[[ Extracted information, beginning ]]
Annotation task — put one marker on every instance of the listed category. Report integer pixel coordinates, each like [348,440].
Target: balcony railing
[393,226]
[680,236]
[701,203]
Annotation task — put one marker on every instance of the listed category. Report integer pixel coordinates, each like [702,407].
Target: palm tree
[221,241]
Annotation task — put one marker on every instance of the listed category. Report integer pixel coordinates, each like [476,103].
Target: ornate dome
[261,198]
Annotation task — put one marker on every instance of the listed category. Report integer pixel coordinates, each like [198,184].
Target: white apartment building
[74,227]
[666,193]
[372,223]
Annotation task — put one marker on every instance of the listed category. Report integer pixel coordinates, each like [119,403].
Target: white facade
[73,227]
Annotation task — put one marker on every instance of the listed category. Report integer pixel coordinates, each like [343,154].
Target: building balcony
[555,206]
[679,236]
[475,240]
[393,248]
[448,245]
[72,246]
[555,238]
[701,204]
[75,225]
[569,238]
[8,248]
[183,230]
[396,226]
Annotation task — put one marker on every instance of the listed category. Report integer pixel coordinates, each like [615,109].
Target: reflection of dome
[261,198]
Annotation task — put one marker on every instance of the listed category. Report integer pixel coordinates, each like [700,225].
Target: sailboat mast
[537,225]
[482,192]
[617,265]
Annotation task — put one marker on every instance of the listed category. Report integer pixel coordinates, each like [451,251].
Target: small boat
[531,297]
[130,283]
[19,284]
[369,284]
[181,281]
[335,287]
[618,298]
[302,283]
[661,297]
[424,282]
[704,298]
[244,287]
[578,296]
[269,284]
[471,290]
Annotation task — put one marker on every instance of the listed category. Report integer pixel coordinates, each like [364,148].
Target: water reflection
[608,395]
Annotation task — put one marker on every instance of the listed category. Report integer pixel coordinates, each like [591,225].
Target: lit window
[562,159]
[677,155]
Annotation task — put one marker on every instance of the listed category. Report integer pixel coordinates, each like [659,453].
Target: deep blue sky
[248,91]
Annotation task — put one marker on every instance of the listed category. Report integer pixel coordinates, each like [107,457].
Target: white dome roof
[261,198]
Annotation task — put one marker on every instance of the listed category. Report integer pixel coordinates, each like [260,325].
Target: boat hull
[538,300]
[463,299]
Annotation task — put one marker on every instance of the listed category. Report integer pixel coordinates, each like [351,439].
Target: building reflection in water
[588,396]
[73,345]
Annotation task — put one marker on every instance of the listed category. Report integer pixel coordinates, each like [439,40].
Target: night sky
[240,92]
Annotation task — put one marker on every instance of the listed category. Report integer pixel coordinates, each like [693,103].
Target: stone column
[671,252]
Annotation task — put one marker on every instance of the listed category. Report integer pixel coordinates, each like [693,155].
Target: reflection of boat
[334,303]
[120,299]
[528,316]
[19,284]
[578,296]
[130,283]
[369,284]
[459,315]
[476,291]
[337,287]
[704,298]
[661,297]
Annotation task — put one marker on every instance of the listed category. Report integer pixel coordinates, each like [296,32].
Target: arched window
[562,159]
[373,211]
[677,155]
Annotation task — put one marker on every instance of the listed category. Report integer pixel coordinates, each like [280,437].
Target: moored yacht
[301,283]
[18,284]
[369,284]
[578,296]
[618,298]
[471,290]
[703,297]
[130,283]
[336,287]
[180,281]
[[ Extracted information, end ]]
• [What to do] The reply is to be an exact repeat of the records above.

• [Solved exercise]
Annotation task — put one marker on every instance of the listed category. Report integer pixel coordinates, each like [348,440].
Target: balcony railing
[393,226]
[680,236]
[701,203]
Annotation task — put one marker on every instance of the listed category. Report integer pixel coordinates, each like [702,407].
Target: palm tree
[221,241]
Annotation task — put one marker on every instance of the listed category. Report integer pixel coordinates, each like [476,103].
Target: ornate dome
[261,198]
Annotation task — put one marker on every instance of the listed category. Report integer pixel coordinates, each like [198,184].
Target: white apartment building
[74,227]
[666,193]
[372,223]
Annotation task — put one marker on every instance of the listed category. Report integer pixel coordinates, each like [119,403].
Target: white facade
[73,227]
Annotation task — put one marker on every instance of the listed category. Report integer pixel coordinates, each like [343,154].
Target: building balcony
[555,206]
[679,236]
[475,240]
[393,248]
[448,245]
[72,246]
[555,238]
[701,204]
[75,225]
[569,238]
[8,248]
[183,230]
[396,226]
Annotation task — put one marker on every instance of the listed category. Report integer pixel coordinates, each like [615,109].
Target: reflection of dome
[261,198]
Annotation task — put one marker on every instance of the listed category. Report integer pixel coordinates, each like [700,225].
Target: sailboat mast
[537,225]
[482,192]
[617,265]
Annotation task — put one marker on every instance of the listed category. Report integer pixel coordinates, each like [451,251].
Target: small boat
[531,297]
[130,283]
[19,284]
[369,284]
[181,281]
[335,287]
[618,298]
[302,283]
[661,297]
[424,282]
[704,298]
[244,287]
[578,296]
[269,284]
[471,290]
Annotation task — put one marker on every instance of the listed category. Report integer pixel coordinates, each like [364,148].
Target: water reflection
[608,395]
Annotation task — put one marker on every instance of the listed category. Report integer pixel coordinates, each like [591,225].
Target: lit window
[562,159]
[677,155]
Annotation task — put one marker on every instance of the listed category. Report integer pixel coordinates, each like [659,453].
Target: deep blue sky
[248,91]
Annotation task — put one marker on every instance of the listed category. Report integer pixel coordinates, each like [107,457].
Target: white dome roof
[261,198]
Annotation task — put one marker on every instance of the listed category. Report integer pixel coordinates, each like [260,325].
Target: boat hull
[538,300]
[463,299]
Annotation task — put one marker on every instance of the listed category. Report integer pixel coordinates, each like [351,439].
Target: building reflection in water
[588,396]
[73,345]
Annotation task — put one marker on every instance of the listed category. Report integer pixel coordinates, each like [439,40].
Target: night sky
[240,92]
Annotation task — put one marker on every instance of the listed category. Report integer pixel coordinates, each like [693,103].
Target: stone column
[671,252]
Annotation task — put one marker on every instance of the listed category. Report integer pixel coordinates, each like [693,155].
Target: reflection of boat
[334,303]
[120,299]
[528,316]
[19,284]
[578,296]
[130,283]
[369,284]
[459,315]
[476,291]
[337,287]
[704,298]
[661,297]
Annotation task — put one marker on every instance of the listed category. Report integer pixel coordinates, each like [296,32].
Target: arched window
[562,159]
[373,211]
[677,155]
Annotation task — put one marker on every instance of the listed category. Report integer pixel coordinates, each like [280,437].
Target: moored yacht
[301,283]
[18,284]
[369,284]
[578,296]
[618,298]
[471,290]
[703,297]
[130,283]
[336,287]
[180,281]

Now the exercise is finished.